* _PAGE TEXT_
◇ ◇ ◇ ◇ ◇ ◇ ◇
Re: [Qemu-devel] [PATCH v5 12/45] Return path: Source handling of return path

Dr. David Alan Gilbert Wed, 01 Apr 2015 08:15:14 -0700

* David Gibson (da...@gibson.dropbear.id.au) wrote:
> On Fri, Mar 20, 2015 at 06:17:31PM +0000, Dr. David Alan Gilbert wrote:
> > * David Gibson (da...@gibson.dropbear.id.au) wrote:
> > > On Wed, Feb 25, 2015 at 04:51:35PM +0000, Dr. David Alan Gilbert (git) 
> > > wrote:
> > > > From: "Dr. David Alan Gilbert" <dgilb...@redhat.com>
> > > > 
> > > > Open a return path, and handle messages that are received upon it.
> > > > 
> > > > Signed-off-by: Dr. David Alan Gilbert <dgilb...@redhat.com>
> > > > ---
> > > >  include/migration/migration.h |   8 ++
> > > >  migration/migration.c         | 178 
> > > > +++++++++++++++++++++++++++++++++++++++++-
> > > >  trace-events                  |  13 +++
> > > >  3 files changed, 198 insertions(+), 1 deletion(-)
> > > > 
> > > > diff --git a/include/migration/migration.h 
> > > > b/include/migration/migration.h
> > > > index 6775747..5242ead 100644
> > > > --- a/include/migration/migration.h
> > > > +++ b/include/migration/migration.h
> > > > @@ -73,6 +73,14 @@ struct MigrationState
> > > >  
> > > >      int state;
> > > >      MigrationParams params;
> > > > +
> > > > +    /* State related to return path */
> > > > +    struct {
> > > > +        QEMUFile     *file;
> > > > +        QemuThread    rp_thread;
> > > > +        bool          error;
> > > > +    } rp_state;
> > > > +
> > > >      double mbps;
> > > >      int64_t total_time;
> > > >      int64_t downtime;
> > > > diff --git a/migration/migration.c b/migration/migration.c
> > > > index 80d234c..34cd4fe 100644
> > > > --- a/migration/migration.c
> > > > +++ b/migration/migration.c
> > > > @@ -237,6 +237,23 @@ MigrationCapabilityStatusList 
> > > > *qmp_query_migrate_capabilities(Error **errp)
◇ ◇ ◇ ◇ ◇ ◇ ◇
* _JOB 1_
According to the patch message, how many files does the change touch, and how many insertions and deletions does it make?
* _JOB 2_
Copy everything in the records from the line containing "point_to(query) locates a point on each instance of the brown" down to the end of the records, with both ends included.

(Source data)
◇ ◇ ◇ ◇ ◇ ◇ ◇
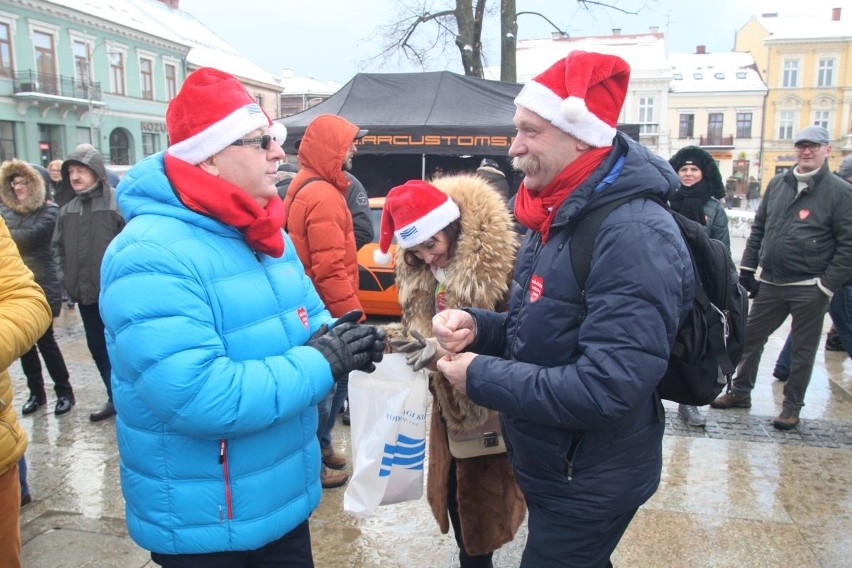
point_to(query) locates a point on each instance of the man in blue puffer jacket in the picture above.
(221, 347)
(574, 379)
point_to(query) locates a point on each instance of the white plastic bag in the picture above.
(388, 429)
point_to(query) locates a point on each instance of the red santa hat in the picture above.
(581, 95)
(211, 111)
(414, 212)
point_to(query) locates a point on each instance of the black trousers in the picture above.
(293, 550)
(55, 363)
(96, 340)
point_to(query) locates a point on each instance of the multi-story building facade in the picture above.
(716, 102)
(301, 93)
(79, 71)
(806, 63)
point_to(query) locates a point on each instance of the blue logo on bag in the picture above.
(407, 453)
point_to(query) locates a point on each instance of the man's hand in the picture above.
(419, 351)
(350, 346)
(749, 282)
(454, 369)
(454, 329)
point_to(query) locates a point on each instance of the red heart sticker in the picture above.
(536, 288)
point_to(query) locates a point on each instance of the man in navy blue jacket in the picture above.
(575, 379)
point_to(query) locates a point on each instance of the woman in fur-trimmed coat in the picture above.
(453, 253)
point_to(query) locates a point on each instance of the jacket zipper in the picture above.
(572, 454)
(223, 459)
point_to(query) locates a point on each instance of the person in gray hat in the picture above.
(802, 240)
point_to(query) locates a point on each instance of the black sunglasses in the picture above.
(262, 140)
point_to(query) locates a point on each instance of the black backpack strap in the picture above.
(295, 193)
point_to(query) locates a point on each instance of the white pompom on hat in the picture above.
(581, 94)
(414, 212)
(211, 111)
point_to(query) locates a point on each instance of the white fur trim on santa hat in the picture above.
(220, 135)
(427, 226)
(380, 257)
(577, 120)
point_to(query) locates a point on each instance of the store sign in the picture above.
(153, 127)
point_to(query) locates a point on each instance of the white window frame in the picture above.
(112, 47)
(795, 72)
(830, 70)
(152, 59)
(787, 120)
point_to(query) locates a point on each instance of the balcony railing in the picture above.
(56, 85)
(717, 140)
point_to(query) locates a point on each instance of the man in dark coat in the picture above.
(574, 373)
(802, 240)
(87, 224)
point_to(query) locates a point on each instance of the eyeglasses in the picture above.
(262, 140)
(812, 146)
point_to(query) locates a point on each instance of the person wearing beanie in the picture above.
(221, 346)
(573, 372)
(320, 223)
(31, 221)
(456, 247)
(86, 225)
(697, 199)
(801, 239)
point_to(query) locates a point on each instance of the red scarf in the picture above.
(214, 197)
(536, 210)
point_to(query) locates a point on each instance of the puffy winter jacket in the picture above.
(576, 390)
(215, 391)
(24, 317)
(797, 237)
(31, 222)
(318, 219)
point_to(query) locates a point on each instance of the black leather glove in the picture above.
(346, 347)
(351, 316)
(378, 349)
(749, 282)
(419, 352)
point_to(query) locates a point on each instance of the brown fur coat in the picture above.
(491, 506)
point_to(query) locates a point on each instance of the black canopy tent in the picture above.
(439, 117)
(417, 121)
(440, 113)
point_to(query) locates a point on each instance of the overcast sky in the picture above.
(335, 39)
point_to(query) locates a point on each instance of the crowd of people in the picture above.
(225, 419)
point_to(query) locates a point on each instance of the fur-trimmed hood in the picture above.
(705, 162)
(35, 200)
(478, 275)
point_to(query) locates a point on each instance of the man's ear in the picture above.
(209, 166)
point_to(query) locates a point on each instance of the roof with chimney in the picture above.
◇ ◇ ◇ ◇ ◇ ◇ ◇
* _TASK RESPONSE 1_
It touches 3 files, with 198 insertions and 1 deletion.

* _TASK RESPONSE 2_
point_to(query) locates a point on each instance of the brown fur coat in the picture above.
(491, 506)
point_to(query) locates a point on each instance of the black canopy tent in the picture above.
(439, 117)
(417, 121)
(440, 113)
point_to(query) locates a point on each instance of the overcast sky in the picture above.
(335, 39)
point_to(query) locates a point on each instance of the crowd of people in the picture above.
(225, 419)
point_to(query) locates a point on each instance of the fur-trimmed hood in the picture above.
(705, 162)
(35, 200)
(478, 275)
point_to(query) locates a point on each instance of the man's ear in the picture above.
(209, 166)
point_to(query) locates a point on each instance of the roof with chimney in the picture above.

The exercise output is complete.